--- PROBLEM STATEMENT ---
Reproduce every line below exactly as written; do not include the images.

[Start of section]

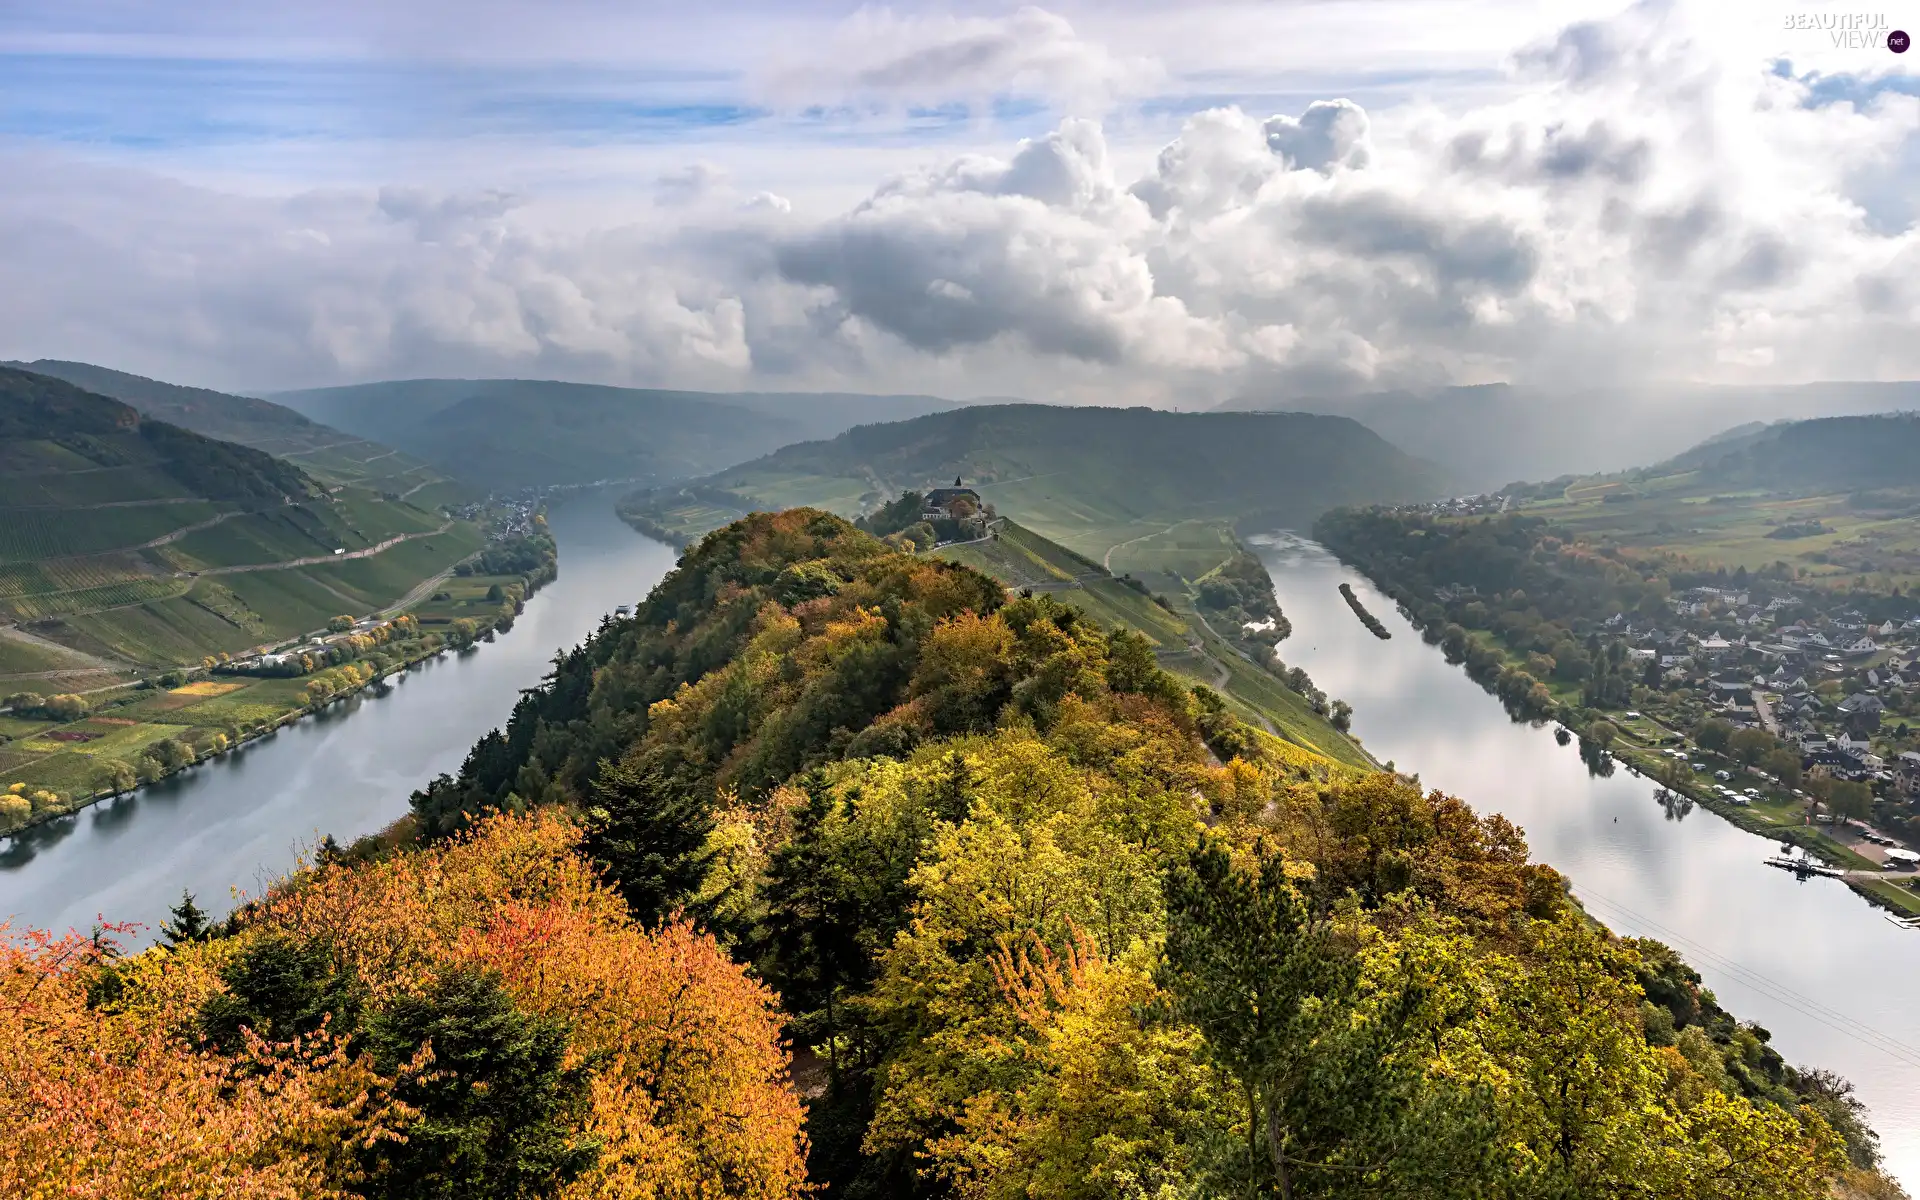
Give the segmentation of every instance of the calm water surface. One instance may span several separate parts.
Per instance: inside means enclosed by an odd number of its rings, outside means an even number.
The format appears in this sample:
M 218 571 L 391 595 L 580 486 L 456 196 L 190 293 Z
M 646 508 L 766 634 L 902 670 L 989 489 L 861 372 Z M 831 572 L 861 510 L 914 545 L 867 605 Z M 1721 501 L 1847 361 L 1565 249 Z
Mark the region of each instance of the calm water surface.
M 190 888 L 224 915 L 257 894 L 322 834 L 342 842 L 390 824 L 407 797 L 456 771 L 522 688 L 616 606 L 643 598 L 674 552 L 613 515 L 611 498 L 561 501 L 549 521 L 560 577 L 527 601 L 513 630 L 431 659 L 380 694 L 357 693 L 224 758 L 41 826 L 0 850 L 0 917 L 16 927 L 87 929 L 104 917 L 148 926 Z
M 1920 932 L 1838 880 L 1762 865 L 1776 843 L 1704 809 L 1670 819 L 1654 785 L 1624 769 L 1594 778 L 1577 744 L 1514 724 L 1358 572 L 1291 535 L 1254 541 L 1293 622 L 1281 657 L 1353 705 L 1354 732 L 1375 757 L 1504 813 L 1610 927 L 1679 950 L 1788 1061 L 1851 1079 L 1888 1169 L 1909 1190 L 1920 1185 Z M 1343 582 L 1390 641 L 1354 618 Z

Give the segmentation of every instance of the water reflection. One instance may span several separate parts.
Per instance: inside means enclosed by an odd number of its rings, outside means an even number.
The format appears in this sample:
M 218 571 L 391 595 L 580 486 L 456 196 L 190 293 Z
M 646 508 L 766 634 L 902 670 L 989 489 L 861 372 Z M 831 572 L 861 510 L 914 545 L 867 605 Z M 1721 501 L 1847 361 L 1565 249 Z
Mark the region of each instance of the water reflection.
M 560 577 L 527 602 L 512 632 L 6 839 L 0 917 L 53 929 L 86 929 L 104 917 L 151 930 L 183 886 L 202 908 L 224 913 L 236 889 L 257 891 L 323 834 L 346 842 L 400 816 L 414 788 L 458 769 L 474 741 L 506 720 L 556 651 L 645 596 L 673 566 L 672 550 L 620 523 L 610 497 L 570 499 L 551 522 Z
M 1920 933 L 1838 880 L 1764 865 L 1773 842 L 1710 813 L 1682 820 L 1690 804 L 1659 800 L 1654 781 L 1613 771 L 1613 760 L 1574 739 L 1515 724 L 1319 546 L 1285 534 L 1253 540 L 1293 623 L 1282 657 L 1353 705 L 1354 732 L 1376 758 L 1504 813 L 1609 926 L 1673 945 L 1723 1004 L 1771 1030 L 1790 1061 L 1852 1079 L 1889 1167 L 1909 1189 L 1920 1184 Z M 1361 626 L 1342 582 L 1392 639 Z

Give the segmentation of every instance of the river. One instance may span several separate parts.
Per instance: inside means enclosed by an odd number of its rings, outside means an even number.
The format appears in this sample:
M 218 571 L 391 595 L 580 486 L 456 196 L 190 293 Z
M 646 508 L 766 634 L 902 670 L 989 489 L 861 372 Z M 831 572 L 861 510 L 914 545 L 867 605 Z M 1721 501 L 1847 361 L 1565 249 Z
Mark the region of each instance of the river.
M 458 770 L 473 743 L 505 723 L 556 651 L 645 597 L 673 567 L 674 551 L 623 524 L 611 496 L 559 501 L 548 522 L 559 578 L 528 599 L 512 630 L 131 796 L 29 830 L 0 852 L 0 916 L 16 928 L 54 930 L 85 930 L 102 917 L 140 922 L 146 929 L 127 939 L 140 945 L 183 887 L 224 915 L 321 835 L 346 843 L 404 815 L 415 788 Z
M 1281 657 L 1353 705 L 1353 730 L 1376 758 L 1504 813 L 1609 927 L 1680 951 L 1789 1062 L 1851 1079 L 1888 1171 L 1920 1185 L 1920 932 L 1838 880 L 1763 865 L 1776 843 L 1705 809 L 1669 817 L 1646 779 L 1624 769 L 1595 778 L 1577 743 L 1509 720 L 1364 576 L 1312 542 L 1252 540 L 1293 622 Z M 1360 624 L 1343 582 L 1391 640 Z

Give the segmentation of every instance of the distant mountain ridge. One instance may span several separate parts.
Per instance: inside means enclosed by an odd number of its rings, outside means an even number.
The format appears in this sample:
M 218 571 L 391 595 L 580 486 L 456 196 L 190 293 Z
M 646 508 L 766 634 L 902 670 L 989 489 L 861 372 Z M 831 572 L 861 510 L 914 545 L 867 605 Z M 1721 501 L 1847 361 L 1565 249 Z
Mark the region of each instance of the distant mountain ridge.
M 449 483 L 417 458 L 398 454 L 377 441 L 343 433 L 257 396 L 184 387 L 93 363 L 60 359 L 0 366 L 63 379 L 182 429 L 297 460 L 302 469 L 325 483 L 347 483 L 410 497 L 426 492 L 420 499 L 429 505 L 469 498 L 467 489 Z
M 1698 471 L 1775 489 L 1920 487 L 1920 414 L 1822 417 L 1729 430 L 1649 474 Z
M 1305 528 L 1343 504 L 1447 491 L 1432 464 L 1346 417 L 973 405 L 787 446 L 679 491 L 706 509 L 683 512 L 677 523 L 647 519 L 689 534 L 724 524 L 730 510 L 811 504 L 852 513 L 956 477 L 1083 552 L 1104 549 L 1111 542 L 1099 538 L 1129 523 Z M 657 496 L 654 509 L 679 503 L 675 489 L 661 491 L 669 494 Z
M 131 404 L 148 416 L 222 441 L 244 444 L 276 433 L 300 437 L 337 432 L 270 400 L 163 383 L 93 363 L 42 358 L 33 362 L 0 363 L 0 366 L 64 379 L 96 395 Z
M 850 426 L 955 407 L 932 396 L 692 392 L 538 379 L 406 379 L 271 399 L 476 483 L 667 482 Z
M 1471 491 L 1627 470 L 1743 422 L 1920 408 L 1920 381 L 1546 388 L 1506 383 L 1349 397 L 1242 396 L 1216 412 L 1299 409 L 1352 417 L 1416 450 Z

[End of section]

--- SOLUTION TO THE EXERCISE ---
Give the segmentation of every instance of the calm water surface. One instance may span several separate parts.
Per instance: inside means enclosed by an odd number of its rings, outside means an even number.
The format appears in this sample:
M 218 571 L 391 595 L 580 486 L 456 196 L 190 293 Z
M 646 508 L 766 634 L 902 670 L 989 489 L 861 372 Z M 831 572 L 861 510 L 914 545 L 867 605 Z M 1721 501 L 1847 361 L 1565 249 Z
Mark the region of each instance of the calm water surface.
M 190 888 L 224 915 L 257 894 L 322 834 L 342 842 L 390 824 L 407 797 L 456 771 L 522 688 L 616 606 L 643 598 L 674 552 L 613 515 L 611 498 L 561 501 L 549 521 L 560 577 L 527 601 L 513 630 L 431 659 L 380 694 L 357 693 L 224 758 L 41 826 L 0 850 L 0 917 L 16 927 L 87 929 L 104 917 L 148 926 Z
M 1920 932 L 1838 880 L 1762 865 L 1776 843 L 1704 809 L 1670 819 L 1654 785 L 1624 769 L 1594 778 L 1577 744 L 1514 724 L 1358 572 L 1291 535 L 1254 541 L 1293 622 L 1281 657 L 1353 705 L 1354 732 L 1375 757 L 1504 813 L 1610 927 L 1679 950 L 1788 1061 L 1851 1079 L 1888 1169 L 1909 1190 L 1920 1185 Z M 1343 582 L 1390 641 L 1354 618 Z

Give the segmentation of every instance of the water reflection. One instance may span several separate parts.
Per instance: inside means enclosed by an odd number of its rings, outside means an even number.
The format appears in this sample:
M 218 571 L 391 595 L 580 486 L 456 196 L 190 293 Z
M 646 508 L 766 634 L 902 670 L 989 489 L 861 372 Z M 831 572 L 861 510 L 914 545 L 867 605 Z M 1721 501 L 1847 361 L 1565 249 Z
Mark the region of each instance of the water reflection.
M 560 577 L 527 602 L 512 632 L 6 839 L 0 917 L 53 929 L 86 929 L 104 917 L 151 930 L 183 886 L 202 908 L 224 913 L 236 889 L 257 891 L 323 834 L 346 842 L 400 816 L 414 788 L 458 769 L 474 741 L 506 720 L 556 651 L 645 596 L 673 566 L 672 550 L 620 523 L 610 497 L 570 499 L 551 522 Z
M 1920 933 L 1838 880 L 1764 865 L 1773 842 L 1710 813 L 1682 820 L 1690 804 L 1659 800 L 1654 781 L 1613 771 L 1613 760 L 1574 739 L 1515 724 L 1319 546 L 1285 534 L 1253 540 L 1293 623 L 1282 657 L 1353 705 L 1354 732 L 1376 758 L 1504 813 L 1609 926 L 1673 945 L 1723 1004 L 1771 1030 L 1790 1061 L 1852 1079 L 1889 1167 L 1909 1189 L 1920 1184 Z M 1361 626 L 1342 582 L 1392 639 Z

Give the segmentation of every instance of the river. One instance may span several separate parts.
Per instance: inside means enclosed by an odd number of its rings, outside means an even number.
The format appears in this sample:
M 218 571 L 391 595 L 580 486 L 456 196 L 190 293 Z
M 646 508 L 766 634 L 902 670 L 989 489 L 861 372 Z M 831 572 L 861 510 L 914 545 L 867 605 Z M 1721 501 L 1847 361 L 1565 249 Z
Mark the region of each instance of the river.
M 458 770 L 473 743 L 505 723 L 556 651 L 645 597 L 673 567 L 674 551 L 623 524 L 611 496 L 559 501 L 548 522 L 559 578 L 528 599 L 512 630 L 131 796 L 29 830 L 0 852 L 0 916 L 16 928 L 54 930 L 85 930 L 102 917 L 140 922 L 146 929 L 127 939 L 140 945 L 183 887 L 224 915 L 321 835 L 346 843 L 404 815 L 415 788 Z
M 1281 657 L 1353 705 L 1353 730 L 1376 758 L 1504 813 L 1609 927 L 1680 951 L 1789 1062 L 1851 1079 L 1888 1171 L 1920 1185 L 1920 932 L 1838 880 L 1763 865 L 1776 843 L 1705 809 L 1669 817 L 1646 779 L 1624 769 L 1595 778 L 1577 743 L 1509 720 L 1364 576 L 1312 542 L 1252 540 L 1293 622 Z M 1360 624 L 1343 582 L 1391 640 Z

Give the segmentation of every instance of the distant mountain ridge. One instance may span several separate parts.
Per instance: inside means enclosed by an odd number of its rings, outside means an even number.
The format appears in this sample:
M 218 571 L 391 595 L 580 486 L 456 196 L 190 293 Z
M 646 508 L 766 634 L 902 670 L 989 489 L 861 372 Z M 831 572 L 861 510 L 914 545 L 867 605 Z M 1721 501 L 1847 361 L 1565 249 Z
Mark the region of each instance of the distant mountain ridge.
M 449 483 L 417 458 L 398 454 L 377 441 L 343 433 L 257 396 L 184 387 L 93 363 L 60 359 L 0 366 L 63 379 L 182 429 L 297 460 L 302 469 L 325 483 L 347 483 L 410 497 L 426 492 L 420 499 L 429 505 L 469 498 L 467 489 Z
M 1698 471 L 1775 489 L 1920 487 L 1920 414 L 1822 417 L 1729 430 L 1649 474 Z
M 1305 528 L 1343 504 L 1447 491 L 1432 464 L 1346 417 L 973 405 L 787 446 L 679 491 L 706 509 L 683 512 L 677 523 L 647 519 L 689 534 L 724 524 L 730 510 L 811 504 L 852 513 L 956 477 L 1083 552 L 1104 549 L 1111 542 L 1099 538 L 1129 523 Z M 657 496 L 654 509 L 679 503 L 675 489 L 661 491 L 669 494 Z
M 131 404 L 148 416 L 222 441 L 244 444 L 276 433 L 300 437 L 337 432 L 270 400 L 163 383 L 93 363 L 42 358 L 33 362 L 0 363 L 0 366 L 64 379 L 96 395 Z
M 850 426 L 955 407 L 932 396 L 692 392 L 538 379 L 406 379 L 271 399 L 476 483 L 667 482 Z
M 1471 491 L 1627 470 L 1743 422 L 1920 408 L 1920 381 L 1546 388 L 1506 383 L 1349 397 L 1242 396 L 1216 412 L 1299 409 L 1352 417 L 1416 450 Z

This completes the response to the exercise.